Examples of point labeling:
+-------+

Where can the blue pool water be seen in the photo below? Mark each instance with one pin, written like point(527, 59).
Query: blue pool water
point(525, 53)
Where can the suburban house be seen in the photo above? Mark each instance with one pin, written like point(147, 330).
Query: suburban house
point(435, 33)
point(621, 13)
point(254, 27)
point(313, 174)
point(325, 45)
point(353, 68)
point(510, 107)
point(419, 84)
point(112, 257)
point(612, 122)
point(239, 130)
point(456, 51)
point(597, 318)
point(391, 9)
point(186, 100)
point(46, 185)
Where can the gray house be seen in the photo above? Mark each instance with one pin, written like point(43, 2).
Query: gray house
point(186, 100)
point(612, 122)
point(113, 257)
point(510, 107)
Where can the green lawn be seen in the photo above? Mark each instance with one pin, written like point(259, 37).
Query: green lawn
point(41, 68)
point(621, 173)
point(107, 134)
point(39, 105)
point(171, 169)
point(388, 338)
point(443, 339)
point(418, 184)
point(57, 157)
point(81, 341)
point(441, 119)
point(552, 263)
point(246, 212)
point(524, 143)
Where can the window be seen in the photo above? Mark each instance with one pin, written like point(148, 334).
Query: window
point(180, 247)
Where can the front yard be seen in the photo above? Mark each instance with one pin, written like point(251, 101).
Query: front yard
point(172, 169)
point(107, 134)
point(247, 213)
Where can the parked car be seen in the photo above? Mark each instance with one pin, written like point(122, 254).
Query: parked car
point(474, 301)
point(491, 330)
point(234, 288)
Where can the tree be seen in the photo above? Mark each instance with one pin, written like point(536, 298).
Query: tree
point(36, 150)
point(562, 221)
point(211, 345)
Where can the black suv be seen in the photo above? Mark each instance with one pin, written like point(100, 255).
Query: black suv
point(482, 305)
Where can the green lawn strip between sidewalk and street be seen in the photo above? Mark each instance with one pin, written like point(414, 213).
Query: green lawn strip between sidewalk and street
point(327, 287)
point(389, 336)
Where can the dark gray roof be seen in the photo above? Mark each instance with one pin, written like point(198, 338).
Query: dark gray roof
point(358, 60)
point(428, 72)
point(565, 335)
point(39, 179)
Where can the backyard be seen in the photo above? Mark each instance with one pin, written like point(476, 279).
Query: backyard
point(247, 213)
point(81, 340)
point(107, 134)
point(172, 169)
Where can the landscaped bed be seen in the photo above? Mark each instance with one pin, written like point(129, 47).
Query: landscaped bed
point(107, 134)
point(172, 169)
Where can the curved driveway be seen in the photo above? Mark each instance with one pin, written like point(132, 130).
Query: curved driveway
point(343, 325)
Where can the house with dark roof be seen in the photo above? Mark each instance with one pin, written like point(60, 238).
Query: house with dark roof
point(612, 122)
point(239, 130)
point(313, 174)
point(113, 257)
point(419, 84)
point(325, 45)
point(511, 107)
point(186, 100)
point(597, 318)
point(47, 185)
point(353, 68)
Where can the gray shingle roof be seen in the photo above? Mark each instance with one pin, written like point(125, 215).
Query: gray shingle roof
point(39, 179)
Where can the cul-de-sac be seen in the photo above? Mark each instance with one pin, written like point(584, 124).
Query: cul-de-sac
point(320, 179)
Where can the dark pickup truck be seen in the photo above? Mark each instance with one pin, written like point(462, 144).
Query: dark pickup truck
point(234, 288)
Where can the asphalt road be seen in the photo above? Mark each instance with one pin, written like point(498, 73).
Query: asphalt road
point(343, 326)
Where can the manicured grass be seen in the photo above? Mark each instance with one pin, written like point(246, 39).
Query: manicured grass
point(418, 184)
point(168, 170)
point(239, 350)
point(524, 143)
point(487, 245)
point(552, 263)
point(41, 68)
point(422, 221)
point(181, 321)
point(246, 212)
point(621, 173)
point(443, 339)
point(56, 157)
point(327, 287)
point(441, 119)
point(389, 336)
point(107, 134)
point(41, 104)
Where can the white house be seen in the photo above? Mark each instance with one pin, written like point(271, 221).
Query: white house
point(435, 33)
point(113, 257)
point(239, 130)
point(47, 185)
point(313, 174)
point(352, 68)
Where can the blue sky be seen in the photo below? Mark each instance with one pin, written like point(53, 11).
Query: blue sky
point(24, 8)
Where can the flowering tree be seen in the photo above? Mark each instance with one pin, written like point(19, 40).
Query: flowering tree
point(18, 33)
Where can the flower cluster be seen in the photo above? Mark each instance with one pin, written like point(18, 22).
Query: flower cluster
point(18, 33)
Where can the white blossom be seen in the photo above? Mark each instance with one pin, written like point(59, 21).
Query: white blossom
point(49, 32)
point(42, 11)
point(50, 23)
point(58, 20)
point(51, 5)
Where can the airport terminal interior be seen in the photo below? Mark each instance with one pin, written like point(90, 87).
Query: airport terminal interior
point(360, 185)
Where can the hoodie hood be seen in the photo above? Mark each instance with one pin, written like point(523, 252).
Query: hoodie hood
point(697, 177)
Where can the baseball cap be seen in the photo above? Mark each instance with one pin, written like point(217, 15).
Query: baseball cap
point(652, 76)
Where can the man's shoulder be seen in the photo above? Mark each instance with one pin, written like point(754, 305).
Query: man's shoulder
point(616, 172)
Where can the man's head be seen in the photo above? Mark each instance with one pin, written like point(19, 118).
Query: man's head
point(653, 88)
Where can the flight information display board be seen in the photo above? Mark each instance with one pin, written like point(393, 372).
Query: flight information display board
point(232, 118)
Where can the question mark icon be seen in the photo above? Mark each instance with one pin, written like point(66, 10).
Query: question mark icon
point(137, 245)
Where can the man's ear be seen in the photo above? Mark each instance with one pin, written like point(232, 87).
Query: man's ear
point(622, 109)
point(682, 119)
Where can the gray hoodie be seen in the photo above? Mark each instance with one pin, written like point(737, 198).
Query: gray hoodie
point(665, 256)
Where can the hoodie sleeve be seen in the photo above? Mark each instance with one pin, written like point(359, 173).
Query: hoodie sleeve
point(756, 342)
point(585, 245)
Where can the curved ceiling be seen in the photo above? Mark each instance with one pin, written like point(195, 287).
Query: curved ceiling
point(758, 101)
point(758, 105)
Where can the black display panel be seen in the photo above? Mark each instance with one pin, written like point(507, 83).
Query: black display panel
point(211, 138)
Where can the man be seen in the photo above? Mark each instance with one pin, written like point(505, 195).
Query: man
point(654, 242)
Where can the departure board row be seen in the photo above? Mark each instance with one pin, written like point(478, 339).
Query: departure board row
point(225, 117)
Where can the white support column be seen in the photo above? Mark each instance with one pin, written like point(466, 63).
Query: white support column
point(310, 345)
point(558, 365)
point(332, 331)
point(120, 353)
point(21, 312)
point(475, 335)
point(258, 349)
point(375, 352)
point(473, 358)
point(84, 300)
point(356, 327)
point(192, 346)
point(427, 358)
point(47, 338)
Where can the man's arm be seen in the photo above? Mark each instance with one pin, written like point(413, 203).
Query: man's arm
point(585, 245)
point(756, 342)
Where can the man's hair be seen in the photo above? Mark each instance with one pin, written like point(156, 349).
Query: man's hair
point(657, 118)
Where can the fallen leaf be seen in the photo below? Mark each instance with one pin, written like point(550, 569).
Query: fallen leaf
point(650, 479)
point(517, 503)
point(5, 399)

+-------+

Rewrite all of the data above with every "one pin" changed to "one marker" and nothing else altered.

Problem solution:
Where can the blue pool water be seen in the photo below? Mark each instance with one marker, written like point(527, 59).
Query: blue pool water
point(525, 53)
Where can the suburban house be seen in the photo above? Mark each instance with one marker, written like point(147, 330).
Query: suburban house
point(435, 33)
point(621, 13)
point(254, 27)
point(313, 174)
point(325, 45)
point(353, 68)
point(510, 107)
point(419, 84)
point(112, 257)
point(612, 122)
point(239, 130)
point(456, 51)
point(597, 318)
point(391, 9)
point(186, 100)
point(46, 185)
Where can the gray house be seen in the photo above? Mark each instance with one marker, written like point(43, 2).
Query: gray house
point(186, 100)
point(612, 122)
point(113, 257)
point(510, 107)
Where can the green lawn be seen in the photo above? Mark each instance with one marker, written like point(259, 37).
Query: green lawn
point(41, 68)
point(621, 173)
point(107, 134)
point(39, 105)
point(171, 169)
point(388, 338)
point(443, 339)
point(418, 184)
point(57, 157)
point(81, 341)
point(441, 119)
point(552, 263)
point(246, 212)
point(524, 143)
Where can the window be seen in the photo above? Mark each instance with one marker, written like point(148, 334).
Query: window
point(180, 247)
Where can the front yard be seen in the photo above? Mark each instance with one marker, written like point(251, 101).
Query: front yard
point(172, 169)
point(107, 134)
point(247, 213)
Where can the parked car be seen in the photo above? Mark each instance with one marker, written like point(122, 254).
Query: parked car
point(474, 301)
point(491, 330)
point(234, 288)
Where can the tree be seen in the photo above? Mark each instance with one marker, written like point(536, 298).
Query: tree
point(36, 150)
point(562, 221)
point(211, 345)
Where can the black suv be seen in the photo above? Mark each instance with one marker, written like point(100, 255).
Query: black suv
point(482, 305)
Where can the green lawn strip between sidewalk and street be seen in the photo above? Mark each instance with one marker, written like point(414, 213).
Query: green lawn strip between sidewalk and street
point(327, 287)
point(389, 336)
Where can the dark gray roof be seen in the photo above? Mark each instance with one marker, written like point(198, 338).
Query: dark gray roof
point(358, 60)
point(428, 72)
point(565, 335)
point(39, 179)
Where can the backyard be seen in the photo above? Mark each instance with one marker, written like point(476, 279).
Query: backyard
point(247, 213)
point(81, 340)
point(107, 134)
point(172, 169)
Where can the landscaped bed be seen in the photo above? Mark each instance with one marker, written like point(129, 47).
Query: landscaped bed
point(107, 134)
point(172, 169)
Where can the curved driveway be seen in the photo above? Mark each instance with one marker, written like point(132, 130).
Query: curved driveway
point(343, 325)
Where can the house with dark roof be seen in the photo above? Mark each instance with one marker, written like point(60, 238).
Query: house with dark roof
point(612, 122)
point(239, 130)
point(313, 174)
point(113, 257)
point(419, 84)
point(325, 45)
point(511, 107)
point(186, 100)
point(597, 318)
point(47, 185)
point(353, 68)
Where can the gray shingle roof be seen in the photo above? Mark each instance with one marker, written like point(125, 215).
Query: gray shingle roof
point(39, 179)
Where can the cul-de-sac be seen in the photo above? Mark each instance with one marker, written like point(584, 124).
Query: cul-de-sac
point(320, 179)
Where can the dark pickup truck be seen in the photo above? Mark each instance with one marker, written like point(462, 144).
Query: dark pickup truck
point(234, 288)
Where can the asphalt road be seen in the photo above? Mark each instance with one marker, written like point(498, 73).
Query: asphalt road
point(343, 326)
Where can the manicured grass be seen in the photo above? Mark each instance with one marker, written like point(246, 39).
Query: manicured grass
point(418, 184)
point(168, 170)
point(239, 350)
point(524, 143)
point(487, 245)
point(552, 263)
point(41, 68)
point(422, 221)
point(181, 321)
point(246, 212)
point(621, 173)
point(443, 339)
point(56, 157)
point(327, 287)
point(441, 119)
point(389, 336)
point(107, 134)
point(41, 104)
Where can the white house be seen in the photo above? Mark each instance with one marker, written like point(271, 221).
Query: white house
point(435, 33)
point(113, 257)
point(239, 130)
point(47, 185)
point(313, 174)
point(352, 68)
Where can the blue sky be seen in the photo below? Mark each instance with one marker, written like point(53, 11).
Query: blue sky
point(24, 8)
Where can the flowering tree be seen in the photo above? Mark each instance with one marker, written like point(19, 40).
Query: flowering tree
point(18, 33)
Where can the flower cluster be seen in the photo above? Mark each instance with one marker, written like point(18, 22).
Query: flower cluster
point(18, 33)
Where can the white blossom be seen in the photo above? Mark each instance with one marker, written like point(59, 21).
Query: white blossom
point(49, 32)
point(42, 11)
point(50, 23)
point(58, 20)
point(51, 5)
Where can the airport terminal interior be seen in the photo below? Mark each instance with one marker, written like point(90, 87).
Query: airport terminal interior
point(360, 185)
Where can the hoodie hood be seen in the photo above? Mark each instance with one marker, written like point(523, 252).
Query: hoodie hood
point(697, 177)
Where can the baseball cap be seen in the photo above? Mark each instance with one marker, written like point(217, 15).
Query: baseball cap
point(652, 76)
Where can the man's shoulder be seen in the photo above? Mark each instance with one marker, written like point(754, 305).
Query: man's shoulder
point(616, 172)
Where can the man's head be seen in the photo above? Mark each instance with one marker, written like point(19, 118).
Query: man's head
point(653, 88)
Where can the flight information display board be seen in the photo above? Mark each instance with one marker, written like point(393, 372).
Query: flight information display board
point(232, 118)
Where can the question mark icon be seen in the photo above? Mark each instance with one marker, written like point(66, 10).
Query: question mark icon
point(137, 245)
Where can the man's ear be seen in the photo above? Mark each instance with one marker, written like point(232, 87).
Query: man's ear
point(622, 109)
point(682, 119)
Where can the gray hoodie be seen in the photo above? Mark each instance with one marker, written like point(737, 198).
Query: gray hoodie
point(665, 256)
Where can the hoodie sleeve be seen in the photo above? Mark each instance with one marker, written like point(359, 173).
Query: hoodie sleeve
point(756, 342)
point(585, 245)
Where can the curved ceiling be seen in the photo above? Mark each instance with one marker, written like point(195, 287).
Query: curved ceiling
point(758, 101)
point(758, 105)
Where can the black display panel be seen in the photo above? Mark each instance with one marker, written like point(507, 83).
Query: black display panel
point(211, 138)
Where can the man be seen in the photo above? Mark each instance with one marker, written like point(505, 195).
Query: man
point(654, 242)
Where can the departure board row be seen in the photo above? Mark each instance with one marker, written like point(478, 339).
Query: departure board row
point(225, 117)
Where can the white support column be seen in the photo above? Mark each instance with one marker, written like point(466, 63).
Query: white support column
point(310, 345)
point(558, 365)
point(332, 331)
point(120, 353)
point(21, 312)
point(475, 335)
point(258, 349)
point(375, 352)
point(473, 358)
point(84, 300)
point(356, 327)
point(192, 346)
point(427, 358)
point(47, 338)
Where can the man's arm be seen in the photo above? Mark each instance with one marker, written like point(413, 203).
Query: man's arm
point(585, 245)
point(756, 342)
Where can the man's hair be seen in the photo above? Mark each instance with one marker, written like point(156, 349).
Query: man's hair
point(657, 118)
Where can the fallen leaf be seen in the photo below? Mark each instance with one marker, written like point(550, 569).
Query: fallen leaf
point(650, 479)
point(517, 503)
point(5, 399)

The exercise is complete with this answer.